══ Trecho apresentado ══

CPSP, aos 15 de Fevereiro de 2013
    
O Comandante,
Lei Siu Peng
Superintendente Geral”

    IV - FUNDAMENTOS
    1. No fundo, pretende o recorrente imputar ao acto recorrido vício de erro nos pressupostos de facto, na medida em que lhe foi revogada a autorização de permanência, porquanto um dos fundamentos da decisão terá sido o facto de ele ter sido condenado em prisão privativa de liberdade quando foi condenado em pena de multa, ainda que em substituição da pena de prisão.
    Não se nos afigura que lhe assista razão.
    
    2. Atentemos nas normas pertinentes.
Dispõe o artigo 15º do Regulamento Administrativo n.º 8/2010:
“1. A autorização de permanência na qualidade de trabalhador é recusada ou revogada quando se verifiquem os pressupostos previstos na lei, respectivamente, para a recusa ou interdição de entrada a quaisquer não residentes, ou para a revogação da respectiva autorização de permanência.
(…)”
    Dispõe o artigo 11º da Lei n.º 6/2004:
    “1. A autorização de permanência na RAEM pode ser revogada, sem prejuízo da responsabilidade criminal e das demais sanções previstas na lei, por despacho do Chefe do Executivo, quando a pessoa não residente:
    1) Trabalhar na RAEM sem estar autorizada para tal
    2) Manifestamente se desvie dos fins que justificam a autorização de permanência, pela prática reiterada de actos que violem leis ou regulamentos, nomeadamente prejudiciais para a saúde ou o bem-estar da população;
    3) Constitua perigo para a segurança ou ordem públicas, nomeadamente pela prática de crimes, ou sua preparação, na RAEM.
    2. A pessoa a quem tenha sido revogada a autorização de permanência tem de abandonar a RAEM no mais curto prazo possível, não superior a 2 dias, excepto se:
    1) Permanecer legalmente na RAEM por mais de 6 meses, caso em que dispõe de um prazo para abandoná-la não inferior a 8 dias, sem prejuízo do disposto na alínea seguinte;
    2) Constituir grave ameaça para a segurança ou ordem públicas, caso em que pode ser decretado o abandono imediato.
    3. O despacho de revogação da autorização de permanência fixa a data até à qual a pessoa tem de abandonar a RAEM.
    4. A competência prevista no n.º 1 é delegável. “
    
    Dispõe o artigo 4º da Lei n.º4/2003:
    “1. É recusada a entrada dos não-residentes na RAEM em virtude de:
    1) Terem sido expulsos, nos termos legais;
    2) A sua entrada, permanência ou trânsito estar proibida por virtude de instrumento de direito internacional aplicável na RAEM;
    3) Estarem interditos de entrar na RAEM, nos termos legais.

═══

→ **Tarefas e exercícios**:
a) Segundo o trecho apresentado, em regra, de que prazo dispõe uma pessoa a quem foi revogada a autorização de permanência para abandonar a RAEM?
b) Extraia das entradas todas as linhas que contêm a palavra "white". A distinção entre maiúsculas e minúsculas conta.

══ Entradas armazenadas ══

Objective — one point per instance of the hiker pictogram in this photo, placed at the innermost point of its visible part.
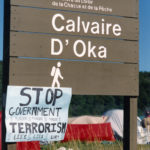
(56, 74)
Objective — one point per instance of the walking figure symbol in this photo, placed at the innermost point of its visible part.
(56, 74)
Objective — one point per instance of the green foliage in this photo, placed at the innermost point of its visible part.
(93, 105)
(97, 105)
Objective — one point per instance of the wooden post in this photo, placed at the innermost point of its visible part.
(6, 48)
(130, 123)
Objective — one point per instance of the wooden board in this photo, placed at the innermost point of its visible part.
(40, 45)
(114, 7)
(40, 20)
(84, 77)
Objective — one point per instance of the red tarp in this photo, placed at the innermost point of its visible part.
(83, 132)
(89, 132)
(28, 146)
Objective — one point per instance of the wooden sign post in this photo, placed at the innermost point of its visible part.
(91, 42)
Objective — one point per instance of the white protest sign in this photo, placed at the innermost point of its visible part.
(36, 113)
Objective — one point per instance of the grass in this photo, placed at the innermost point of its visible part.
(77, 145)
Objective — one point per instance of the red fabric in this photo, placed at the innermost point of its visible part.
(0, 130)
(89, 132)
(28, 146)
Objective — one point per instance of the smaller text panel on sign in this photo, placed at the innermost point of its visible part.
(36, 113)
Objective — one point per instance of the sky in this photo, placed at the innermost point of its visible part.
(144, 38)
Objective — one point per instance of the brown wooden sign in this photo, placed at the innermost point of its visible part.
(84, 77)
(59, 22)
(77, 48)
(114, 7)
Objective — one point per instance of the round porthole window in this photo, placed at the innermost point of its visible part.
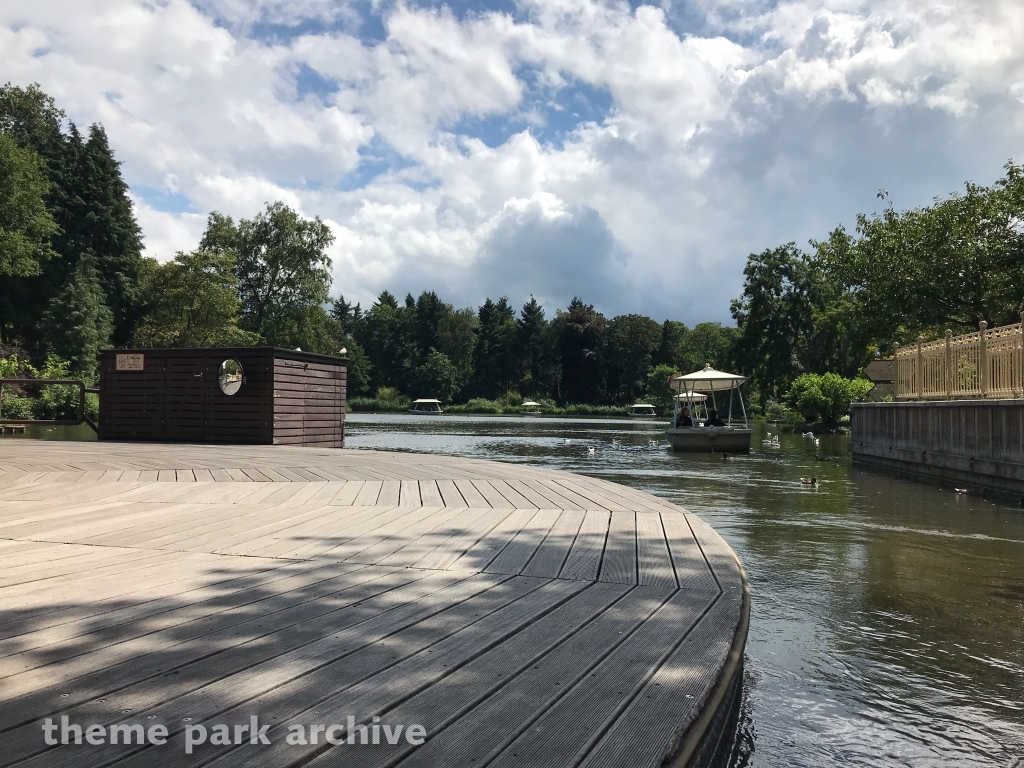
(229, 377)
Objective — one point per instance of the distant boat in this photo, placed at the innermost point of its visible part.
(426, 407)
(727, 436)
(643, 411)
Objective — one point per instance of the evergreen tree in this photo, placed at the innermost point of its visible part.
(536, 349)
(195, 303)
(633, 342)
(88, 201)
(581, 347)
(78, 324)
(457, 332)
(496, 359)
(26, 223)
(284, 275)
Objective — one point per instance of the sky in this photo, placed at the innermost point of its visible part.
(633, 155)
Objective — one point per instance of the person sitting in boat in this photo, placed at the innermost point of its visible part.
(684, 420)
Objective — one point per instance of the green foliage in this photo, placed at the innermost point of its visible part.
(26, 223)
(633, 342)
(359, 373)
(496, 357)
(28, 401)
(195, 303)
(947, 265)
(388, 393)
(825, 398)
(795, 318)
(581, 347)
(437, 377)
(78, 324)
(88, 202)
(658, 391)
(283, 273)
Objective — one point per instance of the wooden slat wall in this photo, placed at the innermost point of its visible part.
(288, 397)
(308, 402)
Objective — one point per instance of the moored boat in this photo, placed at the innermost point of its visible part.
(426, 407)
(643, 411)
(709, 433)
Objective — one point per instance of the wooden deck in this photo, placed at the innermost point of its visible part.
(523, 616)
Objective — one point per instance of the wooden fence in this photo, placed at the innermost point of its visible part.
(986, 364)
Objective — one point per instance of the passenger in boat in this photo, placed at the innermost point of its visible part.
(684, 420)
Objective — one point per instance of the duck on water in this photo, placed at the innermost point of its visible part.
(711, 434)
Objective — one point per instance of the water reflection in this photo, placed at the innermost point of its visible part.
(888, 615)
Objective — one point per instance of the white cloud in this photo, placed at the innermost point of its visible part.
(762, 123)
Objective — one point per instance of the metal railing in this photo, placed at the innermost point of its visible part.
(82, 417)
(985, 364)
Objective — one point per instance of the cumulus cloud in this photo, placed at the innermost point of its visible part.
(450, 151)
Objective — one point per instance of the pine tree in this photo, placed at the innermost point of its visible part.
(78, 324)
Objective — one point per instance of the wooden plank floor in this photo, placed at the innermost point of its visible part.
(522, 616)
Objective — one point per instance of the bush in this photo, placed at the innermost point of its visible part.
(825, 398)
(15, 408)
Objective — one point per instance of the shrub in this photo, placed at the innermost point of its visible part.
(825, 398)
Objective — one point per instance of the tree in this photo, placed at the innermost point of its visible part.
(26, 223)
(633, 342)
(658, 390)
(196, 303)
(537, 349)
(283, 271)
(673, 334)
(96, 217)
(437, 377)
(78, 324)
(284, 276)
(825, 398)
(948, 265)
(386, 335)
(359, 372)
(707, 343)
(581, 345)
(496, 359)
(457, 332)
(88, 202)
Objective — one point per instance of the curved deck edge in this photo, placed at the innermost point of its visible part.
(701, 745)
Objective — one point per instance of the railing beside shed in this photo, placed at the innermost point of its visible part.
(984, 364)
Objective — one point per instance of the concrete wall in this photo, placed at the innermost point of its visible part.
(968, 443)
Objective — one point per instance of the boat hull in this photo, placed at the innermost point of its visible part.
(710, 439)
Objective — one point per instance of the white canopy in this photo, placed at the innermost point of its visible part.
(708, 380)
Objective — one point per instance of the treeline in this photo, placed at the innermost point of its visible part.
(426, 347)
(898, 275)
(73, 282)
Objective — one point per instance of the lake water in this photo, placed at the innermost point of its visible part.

═══

→ **Resultados por tarefa**:
a) Deve abandoná-la no mais curto prazo possível, não superior a 2 dias.

b)
Objective — one point per instance of the white protest sign in this photo, placed at the innermost point of its visible part.
Objective — one point per instance of the white cloud in this photo, placed at the innermost point of its visible part.
Objective — one point per instance of the white canopy in this photo, placed at the innermost point of its visible part.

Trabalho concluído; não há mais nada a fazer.